Raw records
____________________

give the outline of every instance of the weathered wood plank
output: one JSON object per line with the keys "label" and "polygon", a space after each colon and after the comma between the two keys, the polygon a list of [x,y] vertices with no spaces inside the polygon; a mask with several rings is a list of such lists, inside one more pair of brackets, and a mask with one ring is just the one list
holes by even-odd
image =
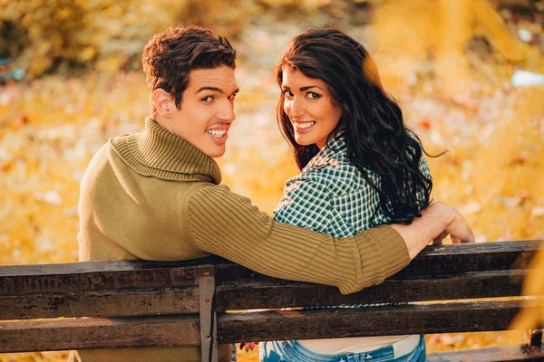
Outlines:
{"label": "weathered wood plank", "polygon": [[0,266],[0,296],[197,284],[196,266],[145,261]]}
{"label": "weathered wood plank", "polygon": [[196,287],[0,296],[0,319],[199,312]]}
{"label": "weathered wood plank", "polygon": [[[218,318],[218,341],[381,336],[399,330],[408,334],[502,330],[522,304],[511,300],[225,313]],[[529,304],[535,308],[535,303]],[[199,343],[197,315],[0,323],[0,352]]]}
{"label": "weathered wood plank", "polygon": [[[534,302],[528,303],[535,307]],[[438,303],[359,310],[263,311],[223,314],[219,343],[504,330],[523,301]],[[262,326],[267,326],[263,329]]]}
{"label": "weathered wood plank", "polygon": [[0,323],[0,352],[198,345],[198,315]]}
{"label": "weathered wood plank", "polygon": [[544,360],[544,349],[528,346],[501,346],[461,351],[431,353],[427,362],[536,362]]}
{"label": "weathered wood plank", "polygon": [[249,310],[344,304],[391,303],[520,296],[529,271],[466,272],[412,279],[393,276],[357,293],[342,295],[335,287],[288,281],[258,281],[219,286],[217,310]]}
{"label": "weathered wood plank", "polygon": [[[544,247],[544,241],[539,240],[430,245],[394,277],[415,278],[470,272],[527,269],[541,247]],[[212,259],[209,262],[217,262],[217,260]],[[219,262],[215,268],[218,286],[276,280],[230,262]]]}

____________________

### INSTRUCTION
Rewrite all of the records above, switching "image" to "photo" and changing nothing else. Omit the pictures from your answer.

### RESPONSE TO THIS EXERCISE
give the outline of every instance of the weathered wood plank
output: one JSON object per line with the keys "label" and "polygon", a space after each colon and after the comma between the two keys, the polygon a list of [x,y] vertices with no spaces inside the polygon; a mask with several rings is a list of such lists, inside one more pair of brackets, and a mask with one ring is just the one list
holes by even-odd
photo =
Outlines:
{"label": "weathered wood plank", "polygon": [[0,266],[0,296],[197,284],[196,266],[145,261]]}
{"label": "weathered wood plank", "polygon": [[196,287],[0,296],[0,319],[199,312]]}
{"label": "weathered wood plank", "polygon": [[[218,318],[218,341],[381,336],[399,330],[408,334],[502,330],[522,304],[511,300],[225,313]],[[529,304],[535,308],[535,303]],[[199,343],[197,315],[0,323],[0,352]]]}
{"label": "weathered wood plank", "polygon": [[[534,302],[528,303],[535,307]],[[438,303],[359,310],[263,311],[223,314],[219,343],[504,330],[523,301]],[[262,326],[267,326],[263,329]]]}
{"label": "weathered wood plank", "polygon": [[0,323],[0,352],[198,345],[198,315]]}
{"label": "weathered wood plank", "polygon": [[544,360],[544,349],[528,346],[501,346],[461,351],[431,353],[427,362],[536,362]]}
{"label": "weathered wood plank", "polygon": [[249,310],[344,304],[391,303],[520,296],[529,271],[466,272],[412,279],[393,276],[357,293],[342,295],[335,287],[288,281],[258,281],[219,286],[217,310]]}
{"label": "weathered wood plank", "polygon": [[[544,247],[544,241],[539,240],[430,245],[394,277],[415,278],[470,272],[527,269],[541,247]],[[212,259],[209,262],[217,262],[217,260]],[[219,262],[215,268],[218,286],[276,280],[230,262]]]}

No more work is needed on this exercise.